Selected excerpt
▼

PostgreSQL planner over estimates and self join query large table optimization

optimizationperformancepostgresqlpostgresql-11query-performance

  • PostgreSQL 11.5
  • 4 core, 32gigs
  • 250gig SSD

Not using default configuration, tuned to fit system memory and cores.

Table+index size 14Gigs

I'm working on a query that self joins to a table via a range that currently has 122 million rows and will keep on growing. This table can fit entirely in memory, there is no disk I/O being reported when the query runs.

Table definitions:

                                          Table "api.foo"
   Column    |       Type       | Collation | Nullable |                     Default
-------------+------------------+-----------+----------+-------------------------------------------------
 foo_id  | integer              |           | not null | nextval('api.foo_foo_id_seq'::regclass)
 bar_id  | integer              |           | not null |
 tx          | double precision |           | not null |
Indexes:
    "foo_pkey" PRIMARY KEY, btree (foo_id)
    "foo_bar_id_tx_idx" btree (bar_id, tx)

▲

Collected data:
▼

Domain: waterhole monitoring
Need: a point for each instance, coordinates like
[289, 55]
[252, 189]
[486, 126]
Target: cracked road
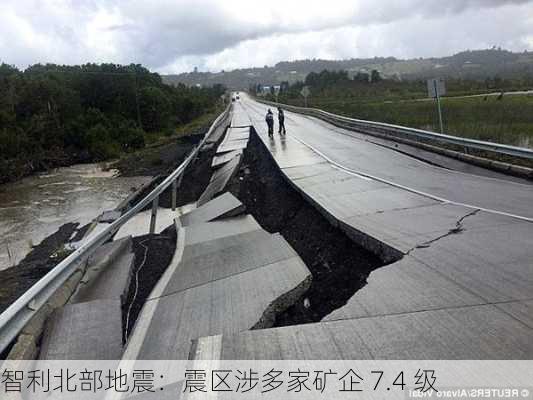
[459, 245]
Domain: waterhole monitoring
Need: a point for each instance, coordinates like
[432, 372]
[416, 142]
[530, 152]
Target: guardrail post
[175, 192]
[155, 205]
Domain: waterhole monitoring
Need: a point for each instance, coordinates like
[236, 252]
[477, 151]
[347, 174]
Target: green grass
[507, 121]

▲

Challenge 1
According to the PostgreSQL planner post, why is no disk I/O reported when the query runs? Answer in one to three sentences.
Challenge 2
Rewrite all of the records, replacing "waterhole monitoring" with "road inspection" and keeping everything else the same. Leave the pictures out of your answer.

Complete output 1
No disk I/O is reported because the table can fit entirely in memory.

Complete output 2
Domain: road inspection
Need: a point for each instance, coordinates like
[289, 55]
[252, 189]
[486, 126]
Target: cracked road
[459, 245]
Domain: road inspection
Need: a point for each instance, coordinates like
[432, 372]
[416, 142]
[530, 152]
Target: guardrail post
[175, 192]
[155, 205]
Domain: road inspection
Need: a point for each instance, coordinates like
[236, 252]
[477, 151]
[347, 174]
Target: green grass
[507, 121]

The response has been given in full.